*WORK ORDER 1*: Transcribe the passage on regular expression matching complexity between "Take, for example, the" and "regular expressions.", inclusive.
*WORK ORDER 2*: Continue the discussion of regular expression matching complexity from the point where it ends.

To match regular expressions with backreferences deterministically we could
employ backtracking (not unlike the Perl regex engine) to keep track of the
possible subwords of the input text t that can be assigned to the variables in
r. There are only O(|t|^2) subwords that can be assigned to any one variable
in r. If there are n variables in r, then there are O(|t|^2n) possible
assignments. Once an assignment of substrings to variables is fixed, the
problem reduces to the plain regular expression matching. Therefore the
worst-case complexity for matching regular expressions with backreferences is
O(|t|^2n).
Note however, regular expressions with backreferences are not yet
full-featured regexen.
Take, for example, the "don't care" symbol apart from any other
operators. There are several polynomial algorithms deciding whether a set of
patterns matches an input text. For example, Kucherov and Rusinowitch
http://dx.doi.org/10.1007/3-540-60044-2_46
define a pattern as a word w_1#w_2#...#w_n where each w_i is a word (not a regular expression) and "#" is a variable length "don't care" symbol not contained in either of w_i. They derive an O((|t| + |P|) log |P|) algorithm for matching a set of patterns P against an input text t, where |t| is the length of the text, and |P| is the length of all the words in P.
It would be interesting to know how these complexity measures combine and what
is the complexity measure of the matching problem for regular expressions with
backreferences, "don't care" and other interesting features of practical
regular expressions.
Alas, I haven't said a word about Python... :)
Depends on what you define by regex. If you allow operators of concatenation, alternative and Kleene-star, the time can actually be O(m*n+m), where m is size of a regex and n is length of the string. You do it by constructing a NFA (that is linear in m), and then simulating it by maintaining the set of states you're in and updating that (in O(m)) for every letter of input.

*SUPPLIED MATERIAL*:
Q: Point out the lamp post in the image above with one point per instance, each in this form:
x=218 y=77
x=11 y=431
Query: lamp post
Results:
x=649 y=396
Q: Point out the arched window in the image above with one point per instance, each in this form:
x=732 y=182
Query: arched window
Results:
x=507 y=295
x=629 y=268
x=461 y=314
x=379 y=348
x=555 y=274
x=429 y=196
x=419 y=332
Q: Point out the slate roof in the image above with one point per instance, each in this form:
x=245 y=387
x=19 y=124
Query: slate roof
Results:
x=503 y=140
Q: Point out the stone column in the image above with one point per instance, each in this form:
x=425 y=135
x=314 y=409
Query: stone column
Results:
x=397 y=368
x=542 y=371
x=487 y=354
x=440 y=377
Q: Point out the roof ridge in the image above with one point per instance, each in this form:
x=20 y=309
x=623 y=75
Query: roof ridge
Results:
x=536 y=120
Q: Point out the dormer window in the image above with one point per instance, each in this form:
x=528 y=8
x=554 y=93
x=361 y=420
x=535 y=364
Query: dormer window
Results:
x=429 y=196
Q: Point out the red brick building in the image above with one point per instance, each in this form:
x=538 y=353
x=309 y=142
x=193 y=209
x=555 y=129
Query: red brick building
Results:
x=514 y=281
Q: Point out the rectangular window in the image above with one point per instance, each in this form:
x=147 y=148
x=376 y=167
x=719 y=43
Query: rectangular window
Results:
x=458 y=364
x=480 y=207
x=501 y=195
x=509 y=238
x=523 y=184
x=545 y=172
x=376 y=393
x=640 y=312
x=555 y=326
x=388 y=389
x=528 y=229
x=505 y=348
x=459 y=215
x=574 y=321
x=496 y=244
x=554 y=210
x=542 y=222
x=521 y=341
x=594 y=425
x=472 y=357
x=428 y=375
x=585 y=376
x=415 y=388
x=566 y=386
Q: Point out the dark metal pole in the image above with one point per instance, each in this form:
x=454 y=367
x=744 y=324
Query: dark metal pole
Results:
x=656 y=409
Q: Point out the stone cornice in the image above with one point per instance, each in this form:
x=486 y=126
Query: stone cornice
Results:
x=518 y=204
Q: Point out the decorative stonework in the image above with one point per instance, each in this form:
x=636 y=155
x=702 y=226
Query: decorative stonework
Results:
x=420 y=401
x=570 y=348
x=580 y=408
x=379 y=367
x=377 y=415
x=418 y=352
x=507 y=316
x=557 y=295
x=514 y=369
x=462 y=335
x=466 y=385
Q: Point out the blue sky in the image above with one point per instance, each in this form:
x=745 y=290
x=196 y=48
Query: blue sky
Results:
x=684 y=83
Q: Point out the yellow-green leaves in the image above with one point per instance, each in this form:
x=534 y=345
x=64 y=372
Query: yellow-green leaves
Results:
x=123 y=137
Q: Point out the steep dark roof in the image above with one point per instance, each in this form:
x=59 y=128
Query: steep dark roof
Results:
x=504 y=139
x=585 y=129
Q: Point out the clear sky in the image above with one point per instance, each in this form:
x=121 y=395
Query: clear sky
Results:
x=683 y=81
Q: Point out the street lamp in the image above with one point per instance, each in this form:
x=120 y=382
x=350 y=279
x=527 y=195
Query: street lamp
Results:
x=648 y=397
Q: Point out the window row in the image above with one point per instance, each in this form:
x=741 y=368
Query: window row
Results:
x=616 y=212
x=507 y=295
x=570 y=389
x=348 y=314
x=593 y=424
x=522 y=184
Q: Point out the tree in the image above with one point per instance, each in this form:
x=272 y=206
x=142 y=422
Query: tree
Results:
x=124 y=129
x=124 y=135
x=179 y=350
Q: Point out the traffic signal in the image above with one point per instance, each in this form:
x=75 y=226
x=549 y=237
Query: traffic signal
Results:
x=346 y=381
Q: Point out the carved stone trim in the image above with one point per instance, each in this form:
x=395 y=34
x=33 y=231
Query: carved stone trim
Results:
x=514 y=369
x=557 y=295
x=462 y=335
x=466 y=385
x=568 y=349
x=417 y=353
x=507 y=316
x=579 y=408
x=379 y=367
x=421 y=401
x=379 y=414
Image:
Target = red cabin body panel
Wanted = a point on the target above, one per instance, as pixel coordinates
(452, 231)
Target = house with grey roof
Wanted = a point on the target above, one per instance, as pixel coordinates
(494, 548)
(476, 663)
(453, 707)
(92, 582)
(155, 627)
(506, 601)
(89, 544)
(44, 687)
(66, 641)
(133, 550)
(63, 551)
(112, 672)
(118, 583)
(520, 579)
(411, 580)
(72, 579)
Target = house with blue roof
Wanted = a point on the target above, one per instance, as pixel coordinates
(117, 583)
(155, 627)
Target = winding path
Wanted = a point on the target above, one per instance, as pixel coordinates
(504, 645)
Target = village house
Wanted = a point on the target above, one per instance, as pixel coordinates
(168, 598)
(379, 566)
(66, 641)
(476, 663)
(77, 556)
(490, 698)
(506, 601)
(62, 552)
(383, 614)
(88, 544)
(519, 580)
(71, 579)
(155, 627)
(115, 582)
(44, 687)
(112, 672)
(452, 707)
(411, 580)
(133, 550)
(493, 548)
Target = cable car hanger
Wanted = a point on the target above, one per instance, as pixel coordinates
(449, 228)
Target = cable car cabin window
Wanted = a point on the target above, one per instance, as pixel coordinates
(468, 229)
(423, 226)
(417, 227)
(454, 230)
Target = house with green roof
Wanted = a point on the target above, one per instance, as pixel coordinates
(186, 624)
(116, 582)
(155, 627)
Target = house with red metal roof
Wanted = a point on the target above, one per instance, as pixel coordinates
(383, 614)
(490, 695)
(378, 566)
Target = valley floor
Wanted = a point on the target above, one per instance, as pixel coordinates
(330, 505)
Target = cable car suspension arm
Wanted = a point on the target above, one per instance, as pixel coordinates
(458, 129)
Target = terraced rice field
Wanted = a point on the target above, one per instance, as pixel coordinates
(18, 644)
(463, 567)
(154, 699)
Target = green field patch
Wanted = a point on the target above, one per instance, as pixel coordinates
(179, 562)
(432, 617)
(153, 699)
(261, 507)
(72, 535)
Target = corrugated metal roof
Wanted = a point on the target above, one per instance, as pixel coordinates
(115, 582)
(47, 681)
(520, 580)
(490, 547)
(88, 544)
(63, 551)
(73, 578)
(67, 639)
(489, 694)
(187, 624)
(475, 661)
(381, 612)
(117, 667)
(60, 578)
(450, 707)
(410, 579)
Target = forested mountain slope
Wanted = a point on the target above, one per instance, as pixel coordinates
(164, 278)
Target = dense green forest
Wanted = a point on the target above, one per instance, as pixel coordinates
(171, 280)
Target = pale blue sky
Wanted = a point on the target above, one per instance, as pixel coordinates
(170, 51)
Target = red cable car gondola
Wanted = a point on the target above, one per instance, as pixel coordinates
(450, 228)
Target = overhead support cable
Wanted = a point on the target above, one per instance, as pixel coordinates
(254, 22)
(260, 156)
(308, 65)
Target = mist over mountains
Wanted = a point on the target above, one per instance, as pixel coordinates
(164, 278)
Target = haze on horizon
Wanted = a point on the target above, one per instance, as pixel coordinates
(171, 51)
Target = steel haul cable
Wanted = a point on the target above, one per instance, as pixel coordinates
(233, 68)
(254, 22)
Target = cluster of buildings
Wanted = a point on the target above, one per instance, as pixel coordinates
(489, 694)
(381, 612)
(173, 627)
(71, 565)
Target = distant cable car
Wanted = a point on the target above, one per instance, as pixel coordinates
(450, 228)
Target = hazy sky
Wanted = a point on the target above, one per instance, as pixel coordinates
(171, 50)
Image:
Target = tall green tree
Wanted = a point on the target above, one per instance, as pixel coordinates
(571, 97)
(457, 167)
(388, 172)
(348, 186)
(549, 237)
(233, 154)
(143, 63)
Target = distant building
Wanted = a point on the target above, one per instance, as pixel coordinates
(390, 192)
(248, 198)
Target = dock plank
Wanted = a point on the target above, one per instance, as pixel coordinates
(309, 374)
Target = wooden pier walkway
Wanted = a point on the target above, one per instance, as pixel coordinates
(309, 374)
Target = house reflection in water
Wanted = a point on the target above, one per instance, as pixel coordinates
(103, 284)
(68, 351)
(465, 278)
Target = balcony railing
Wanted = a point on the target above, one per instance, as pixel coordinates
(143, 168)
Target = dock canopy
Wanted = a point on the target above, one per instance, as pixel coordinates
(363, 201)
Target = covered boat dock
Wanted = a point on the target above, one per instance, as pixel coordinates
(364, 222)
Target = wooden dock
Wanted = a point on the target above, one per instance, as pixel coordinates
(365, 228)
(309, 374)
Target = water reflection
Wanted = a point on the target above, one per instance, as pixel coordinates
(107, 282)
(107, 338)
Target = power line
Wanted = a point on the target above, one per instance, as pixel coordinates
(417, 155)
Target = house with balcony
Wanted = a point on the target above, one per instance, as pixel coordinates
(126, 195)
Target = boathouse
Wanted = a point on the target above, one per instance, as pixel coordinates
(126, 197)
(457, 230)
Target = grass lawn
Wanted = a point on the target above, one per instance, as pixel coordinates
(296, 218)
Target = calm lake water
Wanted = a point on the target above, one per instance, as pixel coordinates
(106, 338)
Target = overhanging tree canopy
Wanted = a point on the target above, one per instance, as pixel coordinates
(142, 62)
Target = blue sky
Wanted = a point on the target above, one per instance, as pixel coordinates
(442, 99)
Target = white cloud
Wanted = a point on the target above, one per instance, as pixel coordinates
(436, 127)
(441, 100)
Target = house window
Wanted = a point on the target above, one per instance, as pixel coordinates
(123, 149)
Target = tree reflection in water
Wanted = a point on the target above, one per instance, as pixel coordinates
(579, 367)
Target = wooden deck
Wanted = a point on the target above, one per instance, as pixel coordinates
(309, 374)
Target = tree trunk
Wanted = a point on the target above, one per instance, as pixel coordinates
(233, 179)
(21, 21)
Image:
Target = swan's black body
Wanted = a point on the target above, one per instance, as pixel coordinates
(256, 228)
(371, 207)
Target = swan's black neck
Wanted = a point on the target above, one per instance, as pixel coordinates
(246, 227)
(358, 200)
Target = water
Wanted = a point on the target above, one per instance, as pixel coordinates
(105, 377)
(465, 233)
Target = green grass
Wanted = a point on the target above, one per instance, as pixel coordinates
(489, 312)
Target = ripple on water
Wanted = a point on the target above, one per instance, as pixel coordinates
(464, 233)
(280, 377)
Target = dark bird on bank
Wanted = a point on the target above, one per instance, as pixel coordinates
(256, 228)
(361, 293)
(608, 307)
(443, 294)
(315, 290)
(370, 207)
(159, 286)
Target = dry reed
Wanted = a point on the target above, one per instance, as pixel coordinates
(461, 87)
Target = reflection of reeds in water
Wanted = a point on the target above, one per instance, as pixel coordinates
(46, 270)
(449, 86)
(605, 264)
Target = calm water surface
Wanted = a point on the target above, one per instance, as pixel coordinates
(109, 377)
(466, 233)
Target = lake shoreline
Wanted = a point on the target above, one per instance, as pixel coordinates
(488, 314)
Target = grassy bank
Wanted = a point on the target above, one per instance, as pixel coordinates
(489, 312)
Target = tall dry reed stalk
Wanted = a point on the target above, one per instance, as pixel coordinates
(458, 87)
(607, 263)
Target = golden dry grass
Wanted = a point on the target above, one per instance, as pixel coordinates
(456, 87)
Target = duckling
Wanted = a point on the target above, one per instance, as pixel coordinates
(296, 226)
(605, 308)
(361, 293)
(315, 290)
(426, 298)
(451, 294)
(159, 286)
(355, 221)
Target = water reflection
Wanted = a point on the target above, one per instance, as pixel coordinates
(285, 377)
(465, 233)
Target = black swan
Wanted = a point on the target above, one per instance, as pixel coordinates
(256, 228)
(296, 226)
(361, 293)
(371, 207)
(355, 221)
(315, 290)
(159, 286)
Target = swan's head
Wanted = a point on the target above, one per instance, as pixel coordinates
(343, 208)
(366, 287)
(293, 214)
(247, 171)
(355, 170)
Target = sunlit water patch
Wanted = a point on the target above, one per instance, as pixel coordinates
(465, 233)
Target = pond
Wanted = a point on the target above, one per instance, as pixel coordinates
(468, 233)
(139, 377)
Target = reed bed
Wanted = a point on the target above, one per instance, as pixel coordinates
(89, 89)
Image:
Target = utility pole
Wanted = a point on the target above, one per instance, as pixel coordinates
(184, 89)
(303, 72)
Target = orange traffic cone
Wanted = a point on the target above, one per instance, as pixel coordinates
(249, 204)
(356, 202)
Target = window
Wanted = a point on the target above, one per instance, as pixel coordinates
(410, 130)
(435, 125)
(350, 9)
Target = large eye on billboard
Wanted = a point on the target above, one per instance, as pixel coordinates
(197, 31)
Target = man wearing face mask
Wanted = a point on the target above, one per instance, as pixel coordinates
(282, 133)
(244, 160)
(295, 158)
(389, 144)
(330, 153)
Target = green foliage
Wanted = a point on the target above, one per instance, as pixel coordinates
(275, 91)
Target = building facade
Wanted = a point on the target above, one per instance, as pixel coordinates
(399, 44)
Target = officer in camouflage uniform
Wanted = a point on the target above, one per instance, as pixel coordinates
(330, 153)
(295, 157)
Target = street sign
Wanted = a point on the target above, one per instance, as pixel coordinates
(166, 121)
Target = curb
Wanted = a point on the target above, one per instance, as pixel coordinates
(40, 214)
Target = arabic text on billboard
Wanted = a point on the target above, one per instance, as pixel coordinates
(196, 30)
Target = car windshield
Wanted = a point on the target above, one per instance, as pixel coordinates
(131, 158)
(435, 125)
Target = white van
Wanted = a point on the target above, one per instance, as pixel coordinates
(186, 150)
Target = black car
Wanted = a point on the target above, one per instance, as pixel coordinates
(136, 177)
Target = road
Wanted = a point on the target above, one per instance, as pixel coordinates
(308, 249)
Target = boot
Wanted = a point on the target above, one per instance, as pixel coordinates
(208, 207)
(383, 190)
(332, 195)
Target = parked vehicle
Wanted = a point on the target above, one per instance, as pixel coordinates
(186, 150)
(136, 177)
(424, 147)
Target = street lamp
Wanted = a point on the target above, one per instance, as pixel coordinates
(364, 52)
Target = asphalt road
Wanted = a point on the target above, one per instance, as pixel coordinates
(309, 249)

*EXPECTED OUTPUT 1*:
Take, for example, the "don't care" symbol apart from any other
operators. There are several polynomial algorithms deciding whether a set of
patterns matches an input text. For example, Kucherov and Rusinowitch
http://dx.doi.org/10.1007/3-540-60044-2_46
define a pattern as a word w_1#w_2#...#w_n where each w_i is a word (not a regular expression) and "#" is a variable length "don't care" symbol not contained in either of w_i. They derive an O((|t| + |P|) log |P|) algorithm for matching a set of patterns P against an input text t, where |t| is the length of the text, and |P| is the length of all the words in P.
It would be interesting to know how these complexity measures combine and what
is the complexity measure of the matching problem for regular expressions with
backreferences, "don't care" and other interesting features of practical
regular expressions.

*EXPECTED OUTPUT 2*:
Things that make regex parsing difficult:
parentheses and backreferences: capturing is still OK with the aforementioned algorithm, although it would get the complexity higher, so it might be infeasable. Backreferences raise the recognition power of the regex, and its difficulty is well
positive look-ahead: is just another name for intersection, which raises the complexity of the aforementioned algorithm to O(m^2+n)
negative look-ahead: a disaster for constructing the automaton (O(2^m), possibly PSPACE-complete). But should still be possible to tackle with the dynamic algorithm in something like O(n^2*m)
Note that with a concrete implementation, things might get better or worse. As a rule of thumb, simple features should be fast enough, and unambiguous (eg. not like a*a*) regexes are better.
To delve into theprise's answer, for the construction of the automaton, O(2^m) is the worst case, though it really depends on the form of the regular expression (for a very simple one that matches a word, it's in O(m), using for example the Knuth-Morris-Pratt algorithm).
Depends on the implementation. What language/library/class? There may be a best case, but it would be very specific to the number of features in the implementation.
You can trade space for speed by building a nondeterministic finite automaton instead of a DFA. This can be traversed in linear time. Of course, in the worst case this could need O(2^m) space. I'd expect the tradeoff to be worth it.
If you're after matching and substitution, that implies grouping and backreferences.
Here is a perl example where grouping and backreferences can be used to solve an NP complete problem:
http://perl.plover.com/NPC/NPC-3SAT.html
This (coupled with a few other theoretical tidbits) means that using regular expressions for matching and substitution is NP-complete.
Note that this is different from the formal definition of a regular expression - which don't have the notion of grouping - and match in polynomial time as described by the other answers.
In python's re library, even if a regex is compiled, the complexity can still be exponential (in string length) in some cases, as it is not built on DFA. Some references here, here or here.